--- Supplied passage Enclosed Below ---

Long-term Memory: all memory files in the file system, unlimited capacity
Working Memory: current context window, limited capacity, requires careful management

How Does the Agent Know What to Load?

Approach	Description
Index file	Maintain an `index.md` with summaries. Agent reads the index first, then decides which files to load
Directory conventions	Structured directories (`skills/database/`, `skills/frontend/`) for quick Glob-based lookup
Metadata tags	Tags in each memory file header; the agent filters by tag using Grep

How Is "Unloading" Implemented?

Under current LLM architectures, content cannot be truly removed from the context window once added. But there are practical workarounds:

Approach	Feasibility	Description
Sub-agent (fork)	Best	Each subtask spawns a new sub-agent with a naturally clean context
Conversation split	Viable	Split large tasks into multiple conversations, loading only relevant memory
Explicit prompting	Marginal	Tell the agent "ignore the following" — unstable results

The sub-agent model aligns best with existing architectures. In Claude Code, the Task tool already supports spawning sub-agents:

Main Agent (coordinator)

--- End of Enclosed Supplied passage ---

§ What you should do: Reproduce word for word the stretch of the agent memory passage that opens with the words containing "The sub-agent model" and closes with "Main Agent (coordinator)".

--- Extracted data Enclosed Below ---

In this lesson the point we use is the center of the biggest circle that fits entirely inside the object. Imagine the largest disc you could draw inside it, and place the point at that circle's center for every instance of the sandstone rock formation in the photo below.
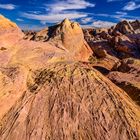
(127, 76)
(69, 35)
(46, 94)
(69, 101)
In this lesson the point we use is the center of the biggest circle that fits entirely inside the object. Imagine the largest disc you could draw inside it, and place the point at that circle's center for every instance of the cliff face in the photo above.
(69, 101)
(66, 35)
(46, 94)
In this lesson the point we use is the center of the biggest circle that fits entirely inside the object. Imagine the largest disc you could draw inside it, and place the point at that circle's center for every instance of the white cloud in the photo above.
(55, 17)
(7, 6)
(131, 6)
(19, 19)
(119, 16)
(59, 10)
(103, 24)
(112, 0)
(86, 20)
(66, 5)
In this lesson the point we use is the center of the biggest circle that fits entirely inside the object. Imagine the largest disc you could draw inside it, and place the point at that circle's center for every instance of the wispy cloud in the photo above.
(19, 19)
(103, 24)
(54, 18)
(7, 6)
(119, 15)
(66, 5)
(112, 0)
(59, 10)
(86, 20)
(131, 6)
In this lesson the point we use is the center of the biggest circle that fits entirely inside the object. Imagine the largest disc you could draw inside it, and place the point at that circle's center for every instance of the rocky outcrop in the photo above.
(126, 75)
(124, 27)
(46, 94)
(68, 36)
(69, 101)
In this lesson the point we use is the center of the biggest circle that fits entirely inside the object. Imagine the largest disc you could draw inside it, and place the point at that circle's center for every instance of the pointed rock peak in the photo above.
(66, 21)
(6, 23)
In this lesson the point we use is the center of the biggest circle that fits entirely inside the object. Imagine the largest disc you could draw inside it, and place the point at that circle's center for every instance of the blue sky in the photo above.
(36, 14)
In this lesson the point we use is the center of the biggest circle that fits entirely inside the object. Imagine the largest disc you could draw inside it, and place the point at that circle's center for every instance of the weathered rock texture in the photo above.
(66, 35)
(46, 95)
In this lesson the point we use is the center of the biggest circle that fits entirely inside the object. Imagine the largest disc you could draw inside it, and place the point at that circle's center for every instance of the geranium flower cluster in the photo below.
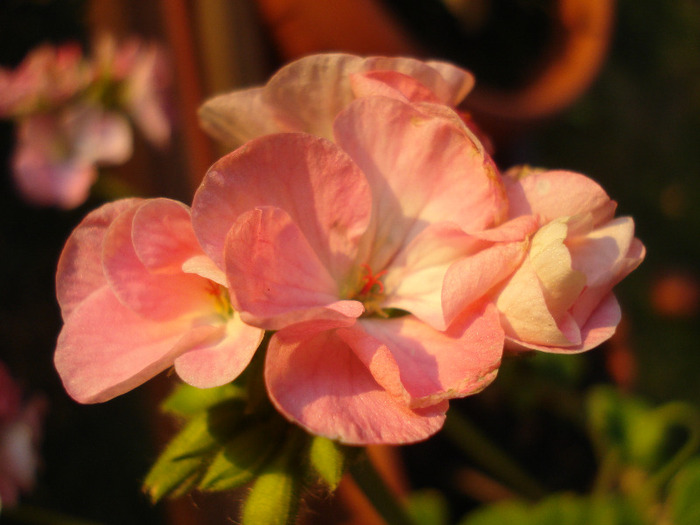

--- End of Enclosed Extracted data ---

§ Result of this task:
The sub-agent model aligns best with existing architectures. In Claude Code, the Task tool already supports spawning sub-agents:

Main Agent (coordinator)